======== Data ========
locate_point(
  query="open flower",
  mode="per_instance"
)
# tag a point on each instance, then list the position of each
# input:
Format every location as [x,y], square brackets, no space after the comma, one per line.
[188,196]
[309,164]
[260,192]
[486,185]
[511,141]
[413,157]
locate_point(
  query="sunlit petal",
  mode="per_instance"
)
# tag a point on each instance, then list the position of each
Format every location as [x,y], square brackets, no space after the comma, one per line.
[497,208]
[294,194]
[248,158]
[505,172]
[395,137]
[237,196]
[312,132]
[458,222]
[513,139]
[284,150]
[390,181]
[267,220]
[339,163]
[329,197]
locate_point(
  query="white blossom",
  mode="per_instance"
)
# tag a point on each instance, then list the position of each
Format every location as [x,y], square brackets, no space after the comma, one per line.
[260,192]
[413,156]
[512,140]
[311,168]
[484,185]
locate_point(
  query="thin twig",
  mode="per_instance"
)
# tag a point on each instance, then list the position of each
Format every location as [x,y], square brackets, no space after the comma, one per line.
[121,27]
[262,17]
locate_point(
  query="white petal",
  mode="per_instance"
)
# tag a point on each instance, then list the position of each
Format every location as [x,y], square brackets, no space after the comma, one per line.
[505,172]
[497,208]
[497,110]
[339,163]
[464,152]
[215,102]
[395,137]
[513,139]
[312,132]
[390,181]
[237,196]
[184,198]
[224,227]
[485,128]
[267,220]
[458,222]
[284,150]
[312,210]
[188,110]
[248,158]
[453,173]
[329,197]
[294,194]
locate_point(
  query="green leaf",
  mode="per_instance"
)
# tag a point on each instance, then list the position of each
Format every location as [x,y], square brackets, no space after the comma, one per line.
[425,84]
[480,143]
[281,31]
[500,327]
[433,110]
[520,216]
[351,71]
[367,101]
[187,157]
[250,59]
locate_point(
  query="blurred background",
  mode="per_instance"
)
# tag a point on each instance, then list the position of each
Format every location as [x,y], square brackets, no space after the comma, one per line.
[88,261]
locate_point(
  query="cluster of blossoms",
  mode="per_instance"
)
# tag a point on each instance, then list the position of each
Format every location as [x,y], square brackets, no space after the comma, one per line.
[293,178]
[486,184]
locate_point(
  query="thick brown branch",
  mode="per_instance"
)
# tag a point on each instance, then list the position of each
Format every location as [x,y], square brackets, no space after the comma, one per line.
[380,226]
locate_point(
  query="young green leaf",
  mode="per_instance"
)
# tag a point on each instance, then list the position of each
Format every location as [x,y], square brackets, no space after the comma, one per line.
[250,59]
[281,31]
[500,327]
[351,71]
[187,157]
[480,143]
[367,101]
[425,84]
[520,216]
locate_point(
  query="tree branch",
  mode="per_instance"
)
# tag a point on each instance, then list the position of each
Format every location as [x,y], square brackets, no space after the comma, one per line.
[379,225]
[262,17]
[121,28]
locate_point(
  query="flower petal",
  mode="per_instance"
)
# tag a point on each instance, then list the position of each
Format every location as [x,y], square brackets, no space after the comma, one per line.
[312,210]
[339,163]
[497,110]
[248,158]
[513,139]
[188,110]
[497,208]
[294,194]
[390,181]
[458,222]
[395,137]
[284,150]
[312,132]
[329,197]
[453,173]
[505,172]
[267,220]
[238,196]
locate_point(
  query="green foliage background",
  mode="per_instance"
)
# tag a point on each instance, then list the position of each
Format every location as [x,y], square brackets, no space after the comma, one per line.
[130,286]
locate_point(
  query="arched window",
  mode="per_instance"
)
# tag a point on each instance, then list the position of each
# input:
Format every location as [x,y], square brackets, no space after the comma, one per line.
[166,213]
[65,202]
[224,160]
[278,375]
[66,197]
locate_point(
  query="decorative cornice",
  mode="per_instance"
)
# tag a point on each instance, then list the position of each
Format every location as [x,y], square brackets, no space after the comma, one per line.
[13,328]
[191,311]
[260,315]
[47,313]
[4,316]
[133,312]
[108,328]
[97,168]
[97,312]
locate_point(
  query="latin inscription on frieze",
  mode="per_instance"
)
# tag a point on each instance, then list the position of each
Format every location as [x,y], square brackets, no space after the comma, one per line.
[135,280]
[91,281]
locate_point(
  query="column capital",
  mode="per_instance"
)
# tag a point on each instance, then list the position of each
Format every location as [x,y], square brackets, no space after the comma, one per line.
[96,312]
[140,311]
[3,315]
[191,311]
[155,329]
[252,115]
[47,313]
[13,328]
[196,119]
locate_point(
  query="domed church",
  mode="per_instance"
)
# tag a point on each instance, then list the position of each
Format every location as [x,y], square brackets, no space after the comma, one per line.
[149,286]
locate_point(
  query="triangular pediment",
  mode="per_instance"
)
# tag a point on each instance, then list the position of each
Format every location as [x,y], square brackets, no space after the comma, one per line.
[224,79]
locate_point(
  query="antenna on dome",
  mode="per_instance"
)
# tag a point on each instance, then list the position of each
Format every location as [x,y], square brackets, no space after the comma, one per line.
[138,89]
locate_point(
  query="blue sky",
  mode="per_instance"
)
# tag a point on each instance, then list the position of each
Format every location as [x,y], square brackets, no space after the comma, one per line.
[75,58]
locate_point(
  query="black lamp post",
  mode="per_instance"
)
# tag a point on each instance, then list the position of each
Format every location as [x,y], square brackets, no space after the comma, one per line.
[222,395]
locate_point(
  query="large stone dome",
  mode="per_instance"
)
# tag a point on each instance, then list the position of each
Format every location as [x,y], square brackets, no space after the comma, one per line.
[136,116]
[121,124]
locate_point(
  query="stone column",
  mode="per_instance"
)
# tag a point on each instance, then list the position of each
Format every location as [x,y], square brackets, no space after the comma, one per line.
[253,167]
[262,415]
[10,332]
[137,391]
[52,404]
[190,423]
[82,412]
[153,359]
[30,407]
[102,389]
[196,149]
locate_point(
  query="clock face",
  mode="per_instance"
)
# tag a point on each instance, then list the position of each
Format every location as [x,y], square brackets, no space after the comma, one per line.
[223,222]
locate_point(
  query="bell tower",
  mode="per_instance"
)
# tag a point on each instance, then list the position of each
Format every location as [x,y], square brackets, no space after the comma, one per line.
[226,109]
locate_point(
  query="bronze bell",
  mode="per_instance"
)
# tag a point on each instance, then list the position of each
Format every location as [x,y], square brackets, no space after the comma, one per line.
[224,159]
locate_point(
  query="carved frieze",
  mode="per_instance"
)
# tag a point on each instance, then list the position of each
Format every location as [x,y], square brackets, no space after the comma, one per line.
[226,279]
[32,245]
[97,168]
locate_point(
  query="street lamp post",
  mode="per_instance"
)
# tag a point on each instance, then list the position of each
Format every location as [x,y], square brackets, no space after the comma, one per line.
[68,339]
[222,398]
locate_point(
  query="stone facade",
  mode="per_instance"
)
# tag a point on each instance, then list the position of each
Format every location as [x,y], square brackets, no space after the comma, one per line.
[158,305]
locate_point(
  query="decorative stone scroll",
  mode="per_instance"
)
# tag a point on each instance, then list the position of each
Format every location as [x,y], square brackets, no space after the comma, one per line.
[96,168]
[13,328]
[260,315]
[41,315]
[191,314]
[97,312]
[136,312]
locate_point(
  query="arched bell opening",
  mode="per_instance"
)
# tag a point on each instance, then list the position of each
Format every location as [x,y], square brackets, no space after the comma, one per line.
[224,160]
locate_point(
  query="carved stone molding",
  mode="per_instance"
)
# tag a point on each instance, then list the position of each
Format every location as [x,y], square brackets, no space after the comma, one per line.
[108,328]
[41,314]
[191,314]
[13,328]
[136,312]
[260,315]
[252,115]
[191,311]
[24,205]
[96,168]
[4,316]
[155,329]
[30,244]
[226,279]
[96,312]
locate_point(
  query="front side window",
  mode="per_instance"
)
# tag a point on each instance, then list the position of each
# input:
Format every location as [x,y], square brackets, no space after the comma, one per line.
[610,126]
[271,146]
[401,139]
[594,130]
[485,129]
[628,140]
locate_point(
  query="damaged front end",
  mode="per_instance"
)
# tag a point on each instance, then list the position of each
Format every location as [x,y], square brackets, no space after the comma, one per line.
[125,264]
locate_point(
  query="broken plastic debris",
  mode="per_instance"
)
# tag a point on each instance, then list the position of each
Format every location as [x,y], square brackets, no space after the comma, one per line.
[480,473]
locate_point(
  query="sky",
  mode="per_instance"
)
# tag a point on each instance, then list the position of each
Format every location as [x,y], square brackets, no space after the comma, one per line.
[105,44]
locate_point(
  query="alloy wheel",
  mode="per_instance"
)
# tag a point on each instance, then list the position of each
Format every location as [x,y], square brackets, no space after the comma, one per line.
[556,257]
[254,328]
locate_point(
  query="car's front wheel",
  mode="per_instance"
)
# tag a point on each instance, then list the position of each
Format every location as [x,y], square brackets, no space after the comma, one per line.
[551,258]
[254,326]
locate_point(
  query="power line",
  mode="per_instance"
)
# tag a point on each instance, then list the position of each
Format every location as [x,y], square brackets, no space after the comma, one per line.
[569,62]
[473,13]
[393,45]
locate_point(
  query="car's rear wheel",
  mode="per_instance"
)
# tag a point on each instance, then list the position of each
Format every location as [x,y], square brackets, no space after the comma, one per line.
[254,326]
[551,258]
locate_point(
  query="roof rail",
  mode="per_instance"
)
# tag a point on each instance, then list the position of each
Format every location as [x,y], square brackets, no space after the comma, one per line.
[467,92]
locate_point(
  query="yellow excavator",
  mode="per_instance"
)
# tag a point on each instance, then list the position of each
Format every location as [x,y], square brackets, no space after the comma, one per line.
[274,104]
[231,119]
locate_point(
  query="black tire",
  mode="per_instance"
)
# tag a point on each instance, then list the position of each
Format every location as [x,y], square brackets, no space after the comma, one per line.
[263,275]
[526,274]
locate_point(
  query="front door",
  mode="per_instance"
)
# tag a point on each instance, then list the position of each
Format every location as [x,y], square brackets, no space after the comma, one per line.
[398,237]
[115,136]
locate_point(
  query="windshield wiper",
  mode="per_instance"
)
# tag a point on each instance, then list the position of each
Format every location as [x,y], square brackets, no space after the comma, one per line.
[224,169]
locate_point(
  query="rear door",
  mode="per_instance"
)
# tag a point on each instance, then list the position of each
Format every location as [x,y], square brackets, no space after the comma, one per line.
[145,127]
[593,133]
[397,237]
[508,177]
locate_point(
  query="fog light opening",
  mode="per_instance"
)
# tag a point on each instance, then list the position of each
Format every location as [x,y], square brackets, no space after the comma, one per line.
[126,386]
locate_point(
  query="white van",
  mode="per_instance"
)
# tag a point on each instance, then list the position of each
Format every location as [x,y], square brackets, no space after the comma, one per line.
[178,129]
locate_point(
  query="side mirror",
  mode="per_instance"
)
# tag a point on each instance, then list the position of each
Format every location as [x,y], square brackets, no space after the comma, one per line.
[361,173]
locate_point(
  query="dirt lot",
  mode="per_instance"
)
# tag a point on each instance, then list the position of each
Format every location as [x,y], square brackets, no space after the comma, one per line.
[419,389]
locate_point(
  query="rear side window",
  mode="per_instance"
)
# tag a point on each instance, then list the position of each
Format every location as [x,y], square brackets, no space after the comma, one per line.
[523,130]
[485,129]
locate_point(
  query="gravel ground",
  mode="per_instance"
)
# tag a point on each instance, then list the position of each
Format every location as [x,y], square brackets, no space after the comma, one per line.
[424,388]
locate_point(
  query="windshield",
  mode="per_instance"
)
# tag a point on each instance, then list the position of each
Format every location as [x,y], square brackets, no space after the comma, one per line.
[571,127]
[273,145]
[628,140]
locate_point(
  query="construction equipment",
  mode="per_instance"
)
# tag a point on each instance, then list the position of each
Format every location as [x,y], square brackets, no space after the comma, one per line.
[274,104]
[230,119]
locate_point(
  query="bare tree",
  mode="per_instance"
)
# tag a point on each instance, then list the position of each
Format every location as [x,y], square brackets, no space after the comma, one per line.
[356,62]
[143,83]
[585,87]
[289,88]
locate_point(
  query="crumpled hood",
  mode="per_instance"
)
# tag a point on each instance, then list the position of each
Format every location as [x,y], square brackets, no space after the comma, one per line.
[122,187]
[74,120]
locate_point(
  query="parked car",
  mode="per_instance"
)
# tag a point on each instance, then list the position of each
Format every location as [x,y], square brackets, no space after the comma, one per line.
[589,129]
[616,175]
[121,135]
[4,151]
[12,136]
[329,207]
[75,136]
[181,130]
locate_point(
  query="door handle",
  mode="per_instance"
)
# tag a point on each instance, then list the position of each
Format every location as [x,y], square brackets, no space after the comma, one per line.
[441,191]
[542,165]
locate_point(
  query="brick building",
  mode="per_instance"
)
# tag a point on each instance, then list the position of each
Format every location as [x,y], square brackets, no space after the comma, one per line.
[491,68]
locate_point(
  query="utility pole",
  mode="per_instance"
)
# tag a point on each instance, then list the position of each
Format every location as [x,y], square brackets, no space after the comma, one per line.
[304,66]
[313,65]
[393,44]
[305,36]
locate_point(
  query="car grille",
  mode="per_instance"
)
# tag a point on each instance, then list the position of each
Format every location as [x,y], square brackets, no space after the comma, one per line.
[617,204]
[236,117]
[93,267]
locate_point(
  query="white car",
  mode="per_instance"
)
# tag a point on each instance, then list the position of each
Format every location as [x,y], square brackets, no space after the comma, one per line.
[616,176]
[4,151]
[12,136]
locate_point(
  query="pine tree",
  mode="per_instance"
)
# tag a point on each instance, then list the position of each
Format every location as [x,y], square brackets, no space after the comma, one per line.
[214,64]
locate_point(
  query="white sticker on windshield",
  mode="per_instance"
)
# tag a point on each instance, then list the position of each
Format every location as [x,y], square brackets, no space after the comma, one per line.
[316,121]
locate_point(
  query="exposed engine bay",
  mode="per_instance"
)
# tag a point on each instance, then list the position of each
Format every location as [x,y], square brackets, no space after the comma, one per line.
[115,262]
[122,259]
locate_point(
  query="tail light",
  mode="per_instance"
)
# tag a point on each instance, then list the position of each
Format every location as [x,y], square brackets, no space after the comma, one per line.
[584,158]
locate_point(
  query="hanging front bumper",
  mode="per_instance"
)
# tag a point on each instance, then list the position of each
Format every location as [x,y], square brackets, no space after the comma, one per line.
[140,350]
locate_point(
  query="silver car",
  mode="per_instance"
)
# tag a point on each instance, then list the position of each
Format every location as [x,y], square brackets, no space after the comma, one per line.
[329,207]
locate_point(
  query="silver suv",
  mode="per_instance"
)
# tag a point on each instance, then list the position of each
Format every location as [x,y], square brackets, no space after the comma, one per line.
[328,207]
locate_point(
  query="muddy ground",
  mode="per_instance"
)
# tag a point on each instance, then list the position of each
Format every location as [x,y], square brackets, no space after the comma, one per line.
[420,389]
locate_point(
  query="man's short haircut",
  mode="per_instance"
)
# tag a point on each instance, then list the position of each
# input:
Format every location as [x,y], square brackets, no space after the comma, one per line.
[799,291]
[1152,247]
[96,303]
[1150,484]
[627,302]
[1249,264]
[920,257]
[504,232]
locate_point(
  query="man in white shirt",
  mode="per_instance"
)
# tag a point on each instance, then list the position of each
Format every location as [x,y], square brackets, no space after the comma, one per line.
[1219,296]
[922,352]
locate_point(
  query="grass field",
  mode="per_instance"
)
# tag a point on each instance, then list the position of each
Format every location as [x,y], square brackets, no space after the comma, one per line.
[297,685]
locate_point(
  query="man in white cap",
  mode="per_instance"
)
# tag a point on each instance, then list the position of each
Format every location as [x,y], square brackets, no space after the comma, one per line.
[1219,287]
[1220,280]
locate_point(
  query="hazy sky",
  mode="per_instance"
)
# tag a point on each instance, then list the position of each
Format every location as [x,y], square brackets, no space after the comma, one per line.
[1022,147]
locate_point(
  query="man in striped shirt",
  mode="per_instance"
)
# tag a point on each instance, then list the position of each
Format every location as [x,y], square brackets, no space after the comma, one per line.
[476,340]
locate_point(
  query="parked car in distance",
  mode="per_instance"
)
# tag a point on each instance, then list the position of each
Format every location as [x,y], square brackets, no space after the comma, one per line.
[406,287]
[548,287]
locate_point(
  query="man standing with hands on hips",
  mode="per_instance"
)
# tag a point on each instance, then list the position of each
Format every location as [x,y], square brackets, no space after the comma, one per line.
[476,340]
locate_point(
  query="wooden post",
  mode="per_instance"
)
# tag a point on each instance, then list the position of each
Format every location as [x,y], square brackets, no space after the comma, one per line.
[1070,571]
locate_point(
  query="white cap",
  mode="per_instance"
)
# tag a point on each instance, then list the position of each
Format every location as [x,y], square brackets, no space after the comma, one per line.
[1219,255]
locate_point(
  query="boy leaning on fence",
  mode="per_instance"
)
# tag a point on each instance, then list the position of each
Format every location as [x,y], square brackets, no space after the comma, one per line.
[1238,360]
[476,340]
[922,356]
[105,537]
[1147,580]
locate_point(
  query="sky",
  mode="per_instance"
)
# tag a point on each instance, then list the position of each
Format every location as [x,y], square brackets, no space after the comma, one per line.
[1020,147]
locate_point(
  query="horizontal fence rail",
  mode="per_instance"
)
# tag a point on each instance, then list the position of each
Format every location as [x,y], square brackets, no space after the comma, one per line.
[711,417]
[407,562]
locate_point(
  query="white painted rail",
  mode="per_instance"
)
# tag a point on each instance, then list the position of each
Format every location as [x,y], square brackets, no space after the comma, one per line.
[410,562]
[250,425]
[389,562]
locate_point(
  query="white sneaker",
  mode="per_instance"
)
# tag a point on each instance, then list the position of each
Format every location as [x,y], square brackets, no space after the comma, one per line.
========
• **What you have to do**
The required reply is the count of lines in the entries above where the string "green" appears, and nothing more.

• **Answer to this task**
3